■ EXERCISE REQUIREMENTS
Rescale the lines below by copying every one of them again, requests included, and multiplying each pixel coordinate in the answers by 1.7, rounding to whole numbers with halves rounded up. Leave the numbers in the requests and their format samples unchanged.
[begin DATA IN THIS EXERCISE]
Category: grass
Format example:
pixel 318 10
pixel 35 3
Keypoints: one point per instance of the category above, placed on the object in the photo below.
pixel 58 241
[end DATA IN THIS EXERCISE]
■ CORRECT ANSWER
Category: grass
Format example:
pixel 318 10
pixel 35 3
Keypoints: one point per instance of the category above, placed on the object in the photo below.
pixel 99 410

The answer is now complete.